* **Passage to read**

◆ ◆ ◆

Wustmann T, Brieger P
Universitätsklinik für Psychiatrie und Psychotherapie der Martin-Luther-Universität Halle-Wittenberg.
Gesundheitswesen. 2005 May;67(5):361-8. doi: 10.1055/s-2005-858223.
Who develops neglect, lives in filth and squalor or tends to hoard? What happens to people with such tendencies, after heaving been discovered by community mental health services?
During a two-year observation period it was attempted to study all such persons in the city of Halle/Saale. Life history as well as medical, social and psychiatric variables were assessed. After a mean period of 11 months these persons were re-assessed.

◆ ◆ ◆

* **Complete the following**
[a] Answer these questions from the study abstract, one per line:
(i) In which journal and year did the study appear?
(ii) In which city did the researchers try to study all such persons?
(iii) After what mean period were the persons re-assessed?
[b] Continue the study abstract on neglect, squalor and hoarding, starting after its last sentence.

* **Referring expression data**
◆ ◆ ◆

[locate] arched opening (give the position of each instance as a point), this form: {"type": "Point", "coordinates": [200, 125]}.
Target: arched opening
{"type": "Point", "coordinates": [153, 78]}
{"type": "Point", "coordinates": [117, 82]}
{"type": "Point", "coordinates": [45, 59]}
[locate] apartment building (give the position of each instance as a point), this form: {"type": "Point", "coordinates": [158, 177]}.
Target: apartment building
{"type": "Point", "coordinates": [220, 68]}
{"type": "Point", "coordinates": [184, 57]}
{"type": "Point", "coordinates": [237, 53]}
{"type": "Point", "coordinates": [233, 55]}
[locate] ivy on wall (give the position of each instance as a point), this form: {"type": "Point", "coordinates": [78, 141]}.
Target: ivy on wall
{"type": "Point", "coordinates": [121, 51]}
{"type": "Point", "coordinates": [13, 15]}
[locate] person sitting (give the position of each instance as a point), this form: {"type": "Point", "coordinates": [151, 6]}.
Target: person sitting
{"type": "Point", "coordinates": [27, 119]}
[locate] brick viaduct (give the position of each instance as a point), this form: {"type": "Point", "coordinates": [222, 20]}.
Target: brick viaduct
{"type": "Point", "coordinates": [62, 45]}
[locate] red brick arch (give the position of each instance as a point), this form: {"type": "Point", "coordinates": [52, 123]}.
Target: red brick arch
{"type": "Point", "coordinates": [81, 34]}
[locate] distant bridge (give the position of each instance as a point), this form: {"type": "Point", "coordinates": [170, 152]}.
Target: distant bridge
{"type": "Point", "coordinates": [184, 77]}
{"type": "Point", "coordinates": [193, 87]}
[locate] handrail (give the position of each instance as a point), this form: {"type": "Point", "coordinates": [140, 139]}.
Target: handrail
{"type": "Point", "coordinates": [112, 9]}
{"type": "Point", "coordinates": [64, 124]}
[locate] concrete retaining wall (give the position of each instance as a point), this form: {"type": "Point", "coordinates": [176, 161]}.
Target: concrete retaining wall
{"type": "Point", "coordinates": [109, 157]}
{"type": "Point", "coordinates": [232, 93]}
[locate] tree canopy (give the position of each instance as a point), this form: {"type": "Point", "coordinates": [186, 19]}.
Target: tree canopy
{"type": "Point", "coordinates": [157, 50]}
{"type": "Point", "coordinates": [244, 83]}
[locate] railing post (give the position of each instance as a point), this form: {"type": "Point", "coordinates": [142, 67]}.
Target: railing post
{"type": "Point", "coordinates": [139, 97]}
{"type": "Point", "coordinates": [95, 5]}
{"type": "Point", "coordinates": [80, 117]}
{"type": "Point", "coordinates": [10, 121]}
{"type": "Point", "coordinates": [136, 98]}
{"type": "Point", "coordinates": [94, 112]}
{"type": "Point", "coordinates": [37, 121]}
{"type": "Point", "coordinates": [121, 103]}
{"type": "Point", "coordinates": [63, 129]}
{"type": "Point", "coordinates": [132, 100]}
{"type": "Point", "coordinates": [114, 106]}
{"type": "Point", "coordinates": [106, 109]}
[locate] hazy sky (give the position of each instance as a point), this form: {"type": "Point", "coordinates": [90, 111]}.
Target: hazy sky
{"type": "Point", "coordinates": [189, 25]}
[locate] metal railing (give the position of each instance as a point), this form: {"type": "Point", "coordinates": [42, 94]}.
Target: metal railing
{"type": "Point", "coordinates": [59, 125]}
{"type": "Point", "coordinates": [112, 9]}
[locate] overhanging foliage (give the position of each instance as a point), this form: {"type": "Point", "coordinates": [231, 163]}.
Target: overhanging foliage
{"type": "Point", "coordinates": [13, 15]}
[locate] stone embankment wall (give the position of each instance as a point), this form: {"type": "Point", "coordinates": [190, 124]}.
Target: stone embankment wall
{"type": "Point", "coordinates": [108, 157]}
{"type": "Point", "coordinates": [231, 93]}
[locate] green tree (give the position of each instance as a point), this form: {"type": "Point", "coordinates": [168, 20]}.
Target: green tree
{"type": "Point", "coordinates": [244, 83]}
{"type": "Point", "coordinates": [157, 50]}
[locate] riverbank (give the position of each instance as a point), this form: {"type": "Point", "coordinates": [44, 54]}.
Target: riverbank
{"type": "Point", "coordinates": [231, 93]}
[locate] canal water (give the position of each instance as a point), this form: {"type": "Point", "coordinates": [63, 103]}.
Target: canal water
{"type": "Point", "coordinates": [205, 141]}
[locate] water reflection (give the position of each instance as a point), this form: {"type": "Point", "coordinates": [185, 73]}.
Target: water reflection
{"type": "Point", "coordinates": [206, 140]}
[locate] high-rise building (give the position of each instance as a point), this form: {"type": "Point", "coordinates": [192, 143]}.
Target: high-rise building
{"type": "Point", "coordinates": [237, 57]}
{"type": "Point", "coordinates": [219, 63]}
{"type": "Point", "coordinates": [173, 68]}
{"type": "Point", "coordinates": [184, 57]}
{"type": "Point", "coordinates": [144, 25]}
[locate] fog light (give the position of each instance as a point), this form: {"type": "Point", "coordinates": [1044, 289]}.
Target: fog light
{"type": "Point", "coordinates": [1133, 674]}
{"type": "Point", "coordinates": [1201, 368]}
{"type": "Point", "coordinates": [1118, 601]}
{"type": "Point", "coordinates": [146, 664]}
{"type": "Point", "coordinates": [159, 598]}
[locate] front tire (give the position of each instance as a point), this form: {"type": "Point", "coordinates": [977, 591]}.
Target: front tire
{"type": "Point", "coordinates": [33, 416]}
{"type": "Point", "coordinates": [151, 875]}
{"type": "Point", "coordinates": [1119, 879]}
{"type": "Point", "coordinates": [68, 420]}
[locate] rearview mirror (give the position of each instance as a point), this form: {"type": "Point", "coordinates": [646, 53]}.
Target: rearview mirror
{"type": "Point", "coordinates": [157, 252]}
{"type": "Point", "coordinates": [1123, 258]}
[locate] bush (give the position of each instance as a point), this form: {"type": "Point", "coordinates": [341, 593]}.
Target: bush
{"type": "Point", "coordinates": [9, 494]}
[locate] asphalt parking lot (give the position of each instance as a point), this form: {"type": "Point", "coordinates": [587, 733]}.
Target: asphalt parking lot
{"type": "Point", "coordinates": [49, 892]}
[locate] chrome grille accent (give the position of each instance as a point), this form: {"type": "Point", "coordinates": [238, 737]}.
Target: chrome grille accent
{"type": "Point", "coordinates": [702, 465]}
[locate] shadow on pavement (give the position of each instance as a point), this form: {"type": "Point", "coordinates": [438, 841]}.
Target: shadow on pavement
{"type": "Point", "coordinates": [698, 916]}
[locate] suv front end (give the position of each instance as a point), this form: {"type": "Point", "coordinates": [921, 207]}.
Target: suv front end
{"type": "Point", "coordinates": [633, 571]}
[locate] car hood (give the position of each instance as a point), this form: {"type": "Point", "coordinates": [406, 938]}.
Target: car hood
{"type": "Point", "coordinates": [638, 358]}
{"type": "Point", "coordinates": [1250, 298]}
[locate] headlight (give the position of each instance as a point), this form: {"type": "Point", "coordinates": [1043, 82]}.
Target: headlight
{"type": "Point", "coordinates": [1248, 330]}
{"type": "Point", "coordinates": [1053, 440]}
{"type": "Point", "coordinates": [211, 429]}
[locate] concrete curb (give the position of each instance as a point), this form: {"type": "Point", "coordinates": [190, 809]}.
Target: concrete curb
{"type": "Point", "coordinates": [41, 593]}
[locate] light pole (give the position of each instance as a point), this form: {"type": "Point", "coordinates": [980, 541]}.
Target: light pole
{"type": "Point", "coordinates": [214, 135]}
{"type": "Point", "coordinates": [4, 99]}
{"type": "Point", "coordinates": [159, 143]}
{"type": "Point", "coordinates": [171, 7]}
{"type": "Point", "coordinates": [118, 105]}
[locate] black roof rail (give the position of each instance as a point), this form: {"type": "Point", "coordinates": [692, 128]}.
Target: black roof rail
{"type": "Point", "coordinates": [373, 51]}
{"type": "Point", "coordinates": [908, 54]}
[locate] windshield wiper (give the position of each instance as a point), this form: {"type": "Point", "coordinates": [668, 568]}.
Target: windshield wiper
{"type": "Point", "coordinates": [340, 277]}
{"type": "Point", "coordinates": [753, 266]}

◆ ◆ ◆

* **Answers to the exercise**
[a]
(i) Gesundheitswesen, 2005
(ii) Halle/Saale
(iii) 11 months

[b]
35 persons who lived in squalor and filth or in a neglected condition or who were known to hoard were assessed (60 % male, mean age: 63 years). 17 persons (49 %) suffered from an organic brain disease, 14 (40 %) fulfilled criteria of psychotic illness (mainly schizophrenia). In 9 cases a comorbid physical disorder contributed to the prevailing living conditions. After 11 months, for 21 persons (60 %) no amelioration of neglect, squalor or hoarding was observed, which was especially true for persons suffering from a psychotic illness. The results yielded some evidence that interventions, which aimed at living conditions (such as moving to sheltered accommodation), had positive effects, while this was not true for standard mental health care within community services and hospital treatment.
Neglect, living in squalor and hoarding are frequently symptoms of an underlying psychiatric or somatic illness. In this respect the results suggest that "standard care" proved to be of limited effect -- especially for subjects with a psychotic illness.